(Do this):
Below is a listing to write out in full, exactly as given, without its pictures.

++++ Supplied data

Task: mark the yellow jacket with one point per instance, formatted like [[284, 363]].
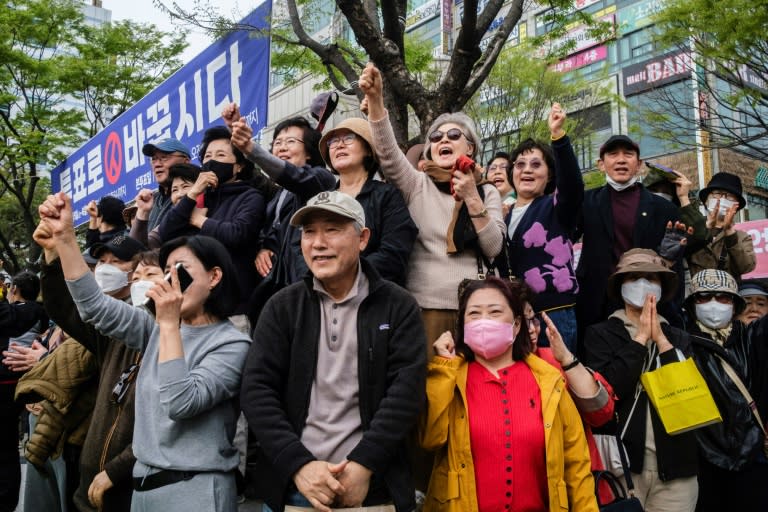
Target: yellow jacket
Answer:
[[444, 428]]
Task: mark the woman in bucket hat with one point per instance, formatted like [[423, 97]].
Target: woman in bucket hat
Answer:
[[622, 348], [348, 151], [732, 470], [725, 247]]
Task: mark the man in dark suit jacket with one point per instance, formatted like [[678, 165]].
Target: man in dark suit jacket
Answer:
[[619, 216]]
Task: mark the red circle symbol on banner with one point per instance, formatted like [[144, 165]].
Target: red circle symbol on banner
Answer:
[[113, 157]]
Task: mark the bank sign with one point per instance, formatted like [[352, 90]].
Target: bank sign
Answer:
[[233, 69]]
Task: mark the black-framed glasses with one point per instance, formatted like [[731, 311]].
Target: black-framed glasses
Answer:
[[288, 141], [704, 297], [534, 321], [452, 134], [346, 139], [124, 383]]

++++++++

(Solution to the problem):
Task: mark the yellow jacket with one point per instance, formatted like [[284, 363]].
Target: yellow jacket
Answer:
[[444, 428]]
Task: mark the woman in bucket hat with one point per instance, formatted like [[423, 97]].
Target: woman in bucket hat
Answer:
[[622, 348], [348, 151], [732, 470], [725, 247]]
Task: mark the man in dark suit jacket with one point per instance, formatted like [[678, 165]].
Target: man in dark suit jacket
Answer:
[[619, 216]]
Task: mark the red circle symbol on banner with one point per instance, formatted like [[144, 165]].
Target: red circle symbol on banner
Answer:
[[113, 157]]
Task: mark the bank sign with one point per instance, formatted like [[352, 90]].
Target: bank sign
Answer:
[[233, 69]]
Task: mark the black-framed glasses with one point per instance, formatted like [[731, 311]].
Target: black-framed glasses
Answer:
[[288, 141], [704, 297], [534, 321], [452, 134], [346, 139], [124, 383]]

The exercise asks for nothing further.